*WHAT THE TASK ASKS*.
Your task is to repeat, word for word, the line containing "The component shall mark one dot per instance of the number" and all lines that follow it to the end of the material, and no other lines.

Extracted data entries:
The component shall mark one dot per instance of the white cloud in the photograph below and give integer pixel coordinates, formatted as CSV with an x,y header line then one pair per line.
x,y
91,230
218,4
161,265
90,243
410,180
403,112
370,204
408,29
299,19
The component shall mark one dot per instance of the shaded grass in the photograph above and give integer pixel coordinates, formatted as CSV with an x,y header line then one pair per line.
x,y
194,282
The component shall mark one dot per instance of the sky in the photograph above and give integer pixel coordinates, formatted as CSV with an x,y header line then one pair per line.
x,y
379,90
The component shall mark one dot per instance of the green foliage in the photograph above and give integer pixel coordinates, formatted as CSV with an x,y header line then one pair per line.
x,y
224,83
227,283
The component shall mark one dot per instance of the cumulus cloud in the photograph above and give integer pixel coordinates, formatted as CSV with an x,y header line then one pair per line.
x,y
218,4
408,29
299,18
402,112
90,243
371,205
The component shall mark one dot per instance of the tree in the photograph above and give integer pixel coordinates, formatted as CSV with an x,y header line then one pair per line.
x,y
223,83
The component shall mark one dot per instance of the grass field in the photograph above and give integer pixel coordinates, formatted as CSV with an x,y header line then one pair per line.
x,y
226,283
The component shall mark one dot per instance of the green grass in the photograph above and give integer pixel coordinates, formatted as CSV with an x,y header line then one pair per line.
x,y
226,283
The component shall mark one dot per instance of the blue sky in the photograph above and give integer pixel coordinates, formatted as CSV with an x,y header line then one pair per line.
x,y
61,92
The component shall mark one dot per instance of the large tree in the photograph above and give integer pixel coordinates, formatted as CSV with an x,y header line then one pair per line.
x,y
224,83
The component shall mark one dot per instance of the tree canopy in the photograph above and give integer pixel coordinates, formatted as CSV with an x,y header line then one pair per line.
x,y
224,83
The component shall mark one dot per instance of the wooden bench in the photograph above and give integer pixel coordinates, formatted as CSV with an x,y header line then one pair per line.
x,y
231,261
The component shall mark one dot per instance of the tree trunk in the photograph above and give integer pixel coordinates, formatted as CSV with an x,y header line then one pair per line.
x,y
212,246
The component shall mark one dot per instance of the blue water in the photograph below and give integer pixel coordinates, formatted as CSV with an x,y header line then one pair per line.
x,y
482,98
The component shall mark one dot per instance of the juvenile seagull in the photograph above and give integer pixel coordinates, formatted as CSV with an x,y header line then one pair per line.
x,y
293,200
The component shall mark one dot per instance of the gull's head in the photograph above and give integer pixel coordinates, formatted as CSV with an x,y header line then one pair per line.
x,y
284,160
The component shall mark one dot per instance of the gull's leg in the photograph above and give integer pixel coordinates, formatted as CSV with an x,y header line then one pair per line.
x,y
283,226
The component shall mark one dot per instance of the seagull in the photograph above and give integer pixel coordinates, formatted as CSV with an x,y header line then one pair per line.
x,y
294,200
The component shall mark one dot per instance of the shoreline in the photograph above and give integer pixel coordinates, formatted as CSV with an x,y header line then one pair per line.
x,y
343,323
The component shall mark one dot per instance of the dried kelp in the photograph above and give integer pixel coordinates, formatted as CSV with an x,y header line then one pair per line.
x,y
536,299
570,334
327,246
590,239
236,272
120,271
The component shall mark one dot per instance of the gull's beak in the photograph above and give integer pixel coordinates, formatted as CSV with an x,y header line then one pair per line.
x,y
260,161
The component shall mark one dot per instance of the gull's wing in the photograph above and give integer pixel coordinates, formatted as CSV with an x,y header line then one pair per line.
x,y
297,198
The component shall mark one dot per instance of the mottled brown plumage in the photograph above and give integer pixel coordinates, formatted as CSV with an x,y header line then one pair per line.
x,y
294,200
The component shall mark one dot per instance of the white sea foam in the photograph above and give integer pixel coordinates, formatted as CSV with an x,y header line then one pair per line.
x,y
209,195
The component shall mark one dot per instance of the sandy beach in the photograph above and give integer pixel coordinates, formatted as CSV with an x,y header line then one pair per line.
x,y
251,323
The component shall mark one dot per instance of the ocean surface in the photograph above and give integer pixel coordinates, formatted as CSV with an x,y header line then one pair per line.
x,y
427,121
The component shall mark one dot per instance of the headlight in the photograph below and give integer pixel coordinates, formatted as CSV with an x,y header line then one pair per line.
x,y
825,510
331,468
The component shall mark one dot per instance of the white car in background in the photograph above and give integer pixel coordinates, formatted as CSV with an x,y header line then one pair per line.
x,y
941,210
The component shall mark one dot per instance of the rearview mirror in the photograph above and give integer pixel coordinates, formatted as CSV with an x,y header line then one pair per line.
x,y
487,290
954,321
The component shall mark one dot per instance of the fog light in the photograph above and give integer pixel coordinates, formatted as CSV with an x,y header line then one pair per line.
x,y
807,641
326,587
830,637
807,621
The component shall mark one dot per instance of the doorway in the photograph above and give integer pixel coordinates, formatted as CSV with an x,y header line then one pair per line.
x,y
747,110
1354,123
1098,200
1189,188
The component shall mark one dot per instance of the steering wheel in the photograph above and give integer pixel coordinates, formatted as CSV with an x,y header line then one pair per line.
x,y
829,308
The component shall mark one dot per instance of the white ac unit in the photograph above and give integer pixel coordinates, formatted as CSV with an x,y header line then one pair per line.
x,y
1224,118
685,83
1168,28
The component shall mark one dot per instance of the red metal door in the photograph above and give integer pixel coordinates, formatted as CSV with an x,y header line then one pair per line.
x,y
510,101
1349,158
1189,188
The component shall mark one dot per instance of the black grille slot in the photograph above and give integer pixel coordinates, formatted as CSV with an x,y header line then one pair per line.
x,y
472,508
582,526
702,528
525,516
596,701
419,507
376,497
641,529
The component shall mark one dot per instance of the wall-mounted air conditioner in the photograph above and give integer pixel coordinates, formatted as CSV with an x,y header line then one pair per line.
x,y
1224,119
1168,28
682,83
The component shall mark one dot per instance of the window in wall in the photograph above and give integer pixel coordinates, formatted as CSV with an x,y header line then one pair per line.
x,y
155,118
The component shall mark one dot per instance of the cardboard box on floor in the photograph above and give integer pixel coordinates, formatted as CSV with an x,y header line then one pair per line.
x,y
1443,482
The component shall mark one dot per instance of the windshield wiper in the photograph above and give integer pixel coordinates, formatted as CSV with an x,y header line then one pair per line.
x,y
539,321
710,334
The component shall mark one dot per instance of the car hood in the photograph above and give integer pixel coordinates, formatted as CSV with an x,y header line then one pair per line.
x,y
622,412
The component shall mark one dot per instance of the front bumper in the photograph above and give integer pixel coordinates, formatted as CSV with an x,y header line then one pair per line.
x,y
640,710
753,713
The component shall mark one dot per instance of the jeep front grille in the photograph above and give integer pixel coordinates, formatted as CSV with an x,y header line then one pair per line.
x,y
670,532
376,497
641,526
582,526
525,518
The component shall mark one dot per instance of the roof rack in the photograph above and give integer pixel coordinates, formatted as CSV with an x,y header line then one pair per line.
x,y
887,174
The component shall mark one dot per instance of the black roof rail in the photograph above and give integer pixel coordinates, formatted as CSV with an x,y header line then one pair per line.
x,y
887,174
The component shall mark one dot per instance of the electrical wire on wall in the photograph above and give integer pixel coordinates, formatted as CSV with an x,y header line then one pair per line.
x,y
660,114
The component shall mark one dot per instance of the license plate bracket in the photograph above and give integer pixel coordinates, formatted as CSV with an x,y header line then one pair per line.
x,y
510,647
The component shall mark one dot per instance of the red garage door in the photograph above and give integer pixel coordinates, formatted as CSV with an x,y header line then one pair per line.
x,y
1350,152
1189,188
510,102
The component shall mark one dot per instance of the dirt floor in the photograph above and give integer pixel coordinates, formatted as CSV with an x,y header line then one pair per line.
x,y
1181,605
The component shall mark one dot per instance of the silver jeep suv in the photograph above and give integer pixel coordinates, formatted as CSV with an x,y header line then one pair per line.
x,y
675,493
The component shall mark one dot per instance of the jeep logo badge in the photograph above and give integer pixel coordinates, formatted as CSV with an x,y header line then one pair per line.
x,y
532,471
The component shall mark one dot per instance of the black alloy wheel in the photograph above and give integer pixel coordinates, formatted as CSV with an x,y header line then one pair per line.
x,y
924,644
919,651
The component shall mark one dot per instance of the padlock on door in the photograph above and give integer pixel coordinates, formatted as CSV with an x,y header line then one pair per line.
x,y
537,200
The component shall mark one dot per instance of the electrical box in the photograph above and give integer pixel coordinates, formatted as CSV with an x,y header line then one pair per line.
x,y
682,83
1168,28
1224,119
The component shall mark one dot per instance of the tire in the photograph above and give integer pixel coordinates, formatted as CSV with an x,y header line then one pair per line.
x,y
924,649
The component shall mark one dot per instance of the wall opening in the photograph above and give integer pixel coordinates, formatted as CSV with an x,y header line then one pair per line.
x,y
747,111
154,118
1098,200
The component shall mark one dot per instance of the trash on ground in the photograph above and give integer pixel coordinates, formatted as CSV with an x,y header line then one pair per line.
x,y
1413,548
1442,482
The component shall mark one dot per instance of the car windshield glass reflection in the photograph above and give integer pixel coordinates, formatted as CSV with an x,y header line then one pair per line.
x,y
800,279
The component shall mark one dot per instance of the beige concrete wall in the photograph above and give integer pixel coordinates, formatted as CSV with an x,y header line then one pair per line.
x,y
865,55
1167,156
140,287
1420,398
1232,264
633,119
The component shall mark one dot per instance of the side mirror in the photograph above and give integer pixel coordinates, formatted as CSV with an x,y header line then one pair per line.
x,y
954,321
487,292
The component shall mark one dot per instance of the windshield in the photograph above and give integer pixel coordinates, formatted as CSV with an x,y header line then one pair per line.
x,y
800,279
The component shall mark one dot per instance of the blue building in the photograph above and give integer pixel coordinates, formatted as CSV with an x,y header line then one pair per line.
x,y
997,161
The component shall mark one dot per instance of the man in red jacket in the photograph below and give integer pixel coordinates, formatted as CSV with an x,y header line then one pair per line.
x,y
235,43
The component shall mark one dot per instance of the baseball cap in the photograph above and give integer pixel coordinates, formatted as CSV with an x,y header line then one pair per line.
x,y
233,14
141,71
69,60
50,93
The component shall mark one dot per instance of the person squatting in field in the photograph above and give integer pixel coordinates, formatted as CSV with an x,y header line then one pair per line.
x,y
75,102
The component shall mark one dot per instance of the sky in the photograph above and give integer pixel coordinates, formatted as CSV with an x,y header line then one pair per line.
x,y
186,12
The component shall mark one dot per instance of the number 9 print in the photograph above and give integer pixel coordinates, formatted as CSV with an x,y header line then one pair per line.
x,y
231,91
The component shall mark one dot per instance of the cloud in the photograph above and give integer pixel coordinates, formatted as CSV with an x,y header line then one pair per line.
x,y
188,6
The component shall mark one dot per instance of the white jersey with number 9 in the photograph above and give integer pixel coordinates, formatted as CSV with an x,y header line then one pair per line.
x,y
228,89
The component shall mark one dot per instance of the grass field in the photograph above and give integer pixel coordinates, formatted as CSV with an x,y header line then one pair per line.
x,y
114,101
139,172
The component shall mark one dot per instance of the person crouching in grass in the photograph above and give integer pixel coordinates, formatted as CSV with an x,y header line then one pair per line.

*WRITTEN RESPONSE*.
The component shall mark one dot per instance of the number 9 print in the photograph above and give integer pixel coordinates, formatted as CSV with an x,y header line then one pair per line.
x,y
231,91
The component shall mark one dot per instance of the cloud in the photograph above and give integer pixel coordinates, formatted as CSV with an x,y header line then one pair per line.
x,y
188,6
The component shall mark one dot per instance of the white jersey with number 9 in the photograph above and give integer pixel coordinates, formatted as CSV with an x,y header line then one pair per line.
x,y
228,89
The component shall mark one dot per instance of the grass field in the photograph above and give integer pixel coordinates, formatted as CSV with an x,y header line then one pair per line.
x,y
114,101
139,172
The component shall mark one dot per instance of the person crouching in grass in the photograph above and give integer pixel coordinates, formatted as CSV with an x,y header line then one pair per line.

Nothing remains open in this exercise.